[Begin Document passage]
From 1700 to near 1750, the French, Spanish, English, and Indian groups maintained a kind of diplomatic equilibrium in North America. That equilibrium broke down in the French and Indian War, preparing the way for English dominance of the New World--and then American independence from Britain.
Open hostilities began in 1754 when colonial Virginia militiamen clashed with French forces for control of the Ohio Valley. For three years, the war went very badly for the British.
In the summer and autumn of 1755, Indian raiders terrorized the Virginia and Pennsylvania backcountry. In 1756 and 57 one French victory after another threw the English colonies into panic. The English port at Oswego, Ontario fell in 1757. Fort William Henry surrendered later that year. So desperate was the English situation that the governor of Pennsylvania, terrified by Indian attacks that had reached to within thirty miles of Philadelphia, seriously considered promising the Indians free passage through his colony if they would promise to concentrate their attacks on the Virginians.
But in 1757 William Pitt became Prime Minister and Britain began to redouble her war efforts in North America. Additional troops, together with additional colonial militia, turned the tide of battle. In retrospect it is a wonder that 70,000 French and Indians had managed for three years to so successfully thrash a million and a half Englishmen.
[End Document passage]
Quote everything in the French and Indian War passage from "Open hostilities began" down to "for the British.", word for word.
[Begin Listed entries]
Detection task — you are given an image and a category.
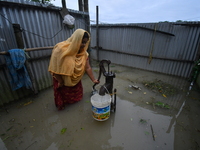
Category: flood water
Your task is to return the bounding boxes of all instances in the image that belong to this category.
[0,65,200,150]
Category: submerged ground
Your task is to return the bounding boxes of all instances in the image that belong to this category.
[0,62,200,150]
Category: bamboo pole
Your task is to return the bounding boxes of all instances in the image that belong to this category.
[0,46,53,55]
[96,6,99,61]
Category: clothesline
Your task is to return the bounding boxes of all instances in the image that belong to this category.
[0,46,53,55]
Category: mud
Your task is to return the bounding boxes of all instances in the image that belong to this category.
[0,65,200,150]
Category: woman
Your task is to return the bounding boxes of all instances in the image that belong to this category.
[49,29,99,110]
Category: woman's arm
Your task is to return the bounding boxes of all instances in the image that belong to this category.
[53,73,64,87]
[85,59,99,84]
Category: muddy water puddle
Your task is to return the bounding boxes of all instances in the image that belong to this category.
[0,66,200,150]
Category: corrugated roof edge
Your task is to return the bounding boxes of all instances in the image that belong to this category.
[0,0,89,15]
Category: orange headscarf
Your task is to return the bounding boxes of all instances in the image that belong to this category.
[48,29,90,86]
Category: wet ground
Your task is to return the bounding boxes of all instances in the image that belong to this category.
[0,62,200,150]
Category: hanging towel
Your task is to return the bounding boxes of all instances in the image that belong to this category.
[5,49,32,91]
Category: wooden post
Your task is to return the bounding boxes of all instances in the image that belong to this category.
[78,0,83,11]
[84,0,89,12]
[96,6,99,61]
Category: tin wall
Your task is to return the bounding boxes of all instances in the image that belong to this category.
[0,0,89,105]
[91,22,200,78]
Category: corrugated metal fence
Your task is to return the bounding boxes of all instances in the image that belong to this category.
[End Listed entries]
§ Output of the exercise
Open hostilities began in 1754 when colonial Virginia militiamen clashed with French forces for control of the Ohio Valley. For three years, the war went very badly for the British.